Aim - Copy the material from its very beginning down to the line containing "(297, 1199)", including both ends. Leave the pictures out of your copy.
/---
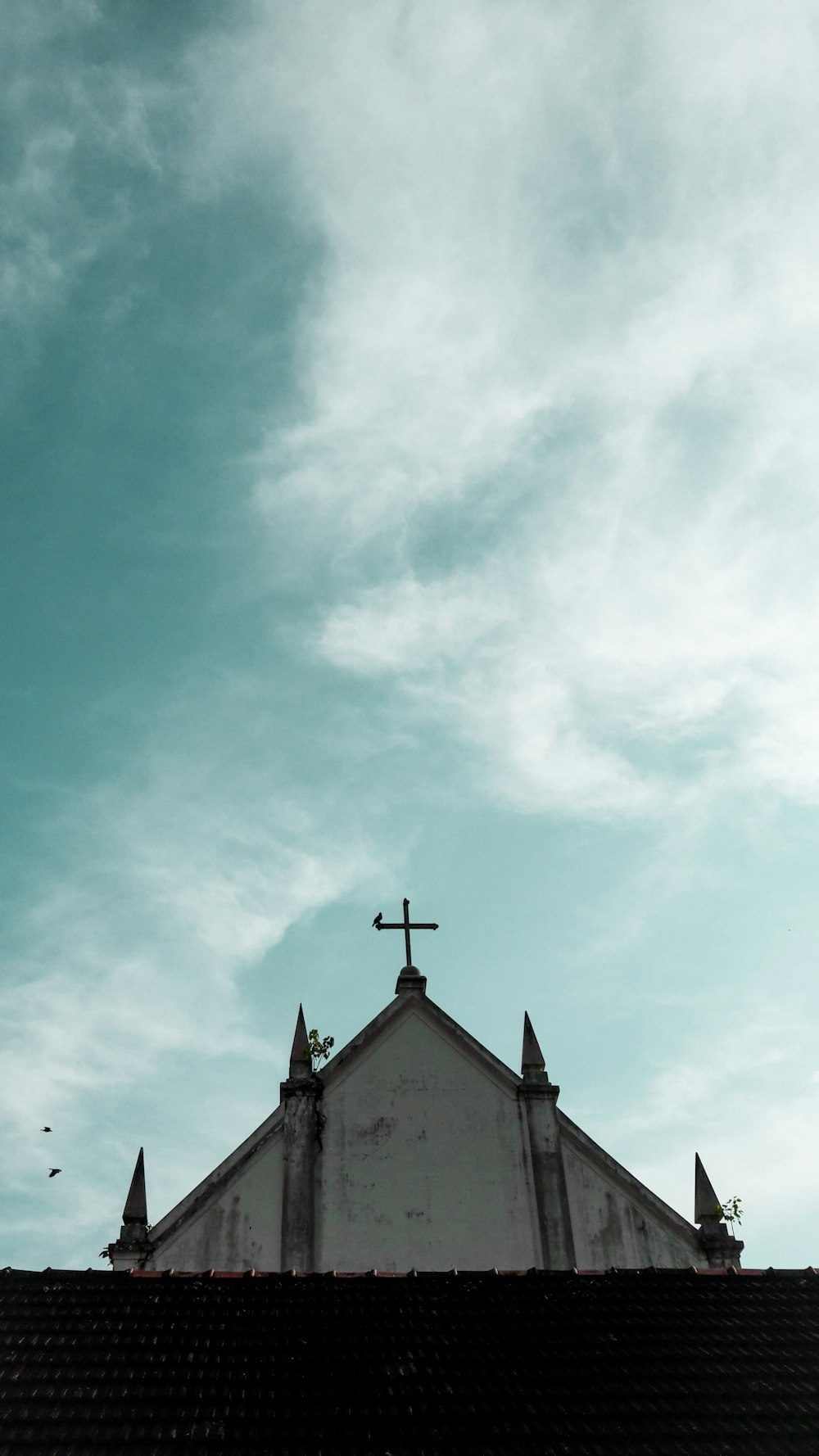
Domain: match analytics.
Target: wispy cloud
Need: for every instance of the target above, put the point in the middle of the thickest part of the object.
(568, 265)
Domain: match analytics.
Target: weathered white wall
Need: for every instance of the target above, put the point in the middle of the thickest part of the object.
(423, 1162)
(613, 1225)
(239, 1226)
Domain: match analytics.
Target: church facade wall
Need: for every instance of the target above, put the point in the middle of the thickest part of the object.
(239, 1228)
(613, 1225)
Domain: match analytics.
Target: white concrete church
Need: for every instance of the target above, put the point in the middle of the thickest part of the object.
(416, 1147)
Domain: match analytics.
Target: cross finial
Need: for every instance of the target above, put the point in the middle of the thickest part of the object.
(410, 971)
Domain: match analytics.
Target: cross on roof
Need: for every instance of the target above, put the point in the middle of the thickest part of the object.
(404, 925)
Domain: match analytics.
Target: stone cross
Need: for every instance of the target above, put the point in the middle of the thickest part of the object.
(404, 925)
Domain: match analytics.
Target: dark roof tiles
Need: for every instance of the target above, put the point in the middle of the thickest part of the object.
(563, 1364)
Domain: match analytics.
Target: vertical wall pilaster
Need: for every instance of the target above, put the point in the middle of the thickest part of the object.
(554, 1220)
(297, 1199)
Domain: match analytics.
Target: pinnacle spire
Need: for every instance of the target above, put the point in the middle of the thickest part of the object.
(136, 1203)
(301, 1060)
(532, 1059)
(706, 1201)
\---
Exercise solution -
Domain: match analytics.
Target: wispy cloud
Need: for every instance of the target above, put the point in the middle of the thickest part of the object.
(568, 265)
Domain: match analytics.
Target: weathered white wall
Need: for every instance of the target above, put the point in the middle of the thickest part of the object.
(423, 1162)
(613, 1225)
(239, 1226)
Domain: match analytics.
Target: church facade wall
Need: for every instance of the target above, put the point in the middle of the thickest part of the object.
(239, 1228)
(613, 1225)
Domain: match analytics.
Target: white concrete church
Need: for every instance of the target above, put the point in the middle of the thickest part of the object.
(416, 1147)
Domain: match analytics.
Target: cross finial
Need: for every instance of the target above, put the point in the middle of the thickest part of the object.
(410, 971)
Domain: match analytics.
Target: cross on roof
Need: for every instance of the target above, put the point in the middle of the thickest part of the object.
(404, 925)
Domain: match analytics.
Target: stone cross
Need: for every instance of the target above, put the point in the middle of the thickest part of the object.
(404, 925)
Domain: match analytics.
Target: dark roof tiles
Need: for every instance of the target above, put the point in the middle of the thickest part of the object.
(563, 1364)
Domain: match analytics.
Target: vertical wall pilaster
Need: for every instance of the target above, put the point in the middle of the thickest part of the object.
(554, 1220)
(297, 1199)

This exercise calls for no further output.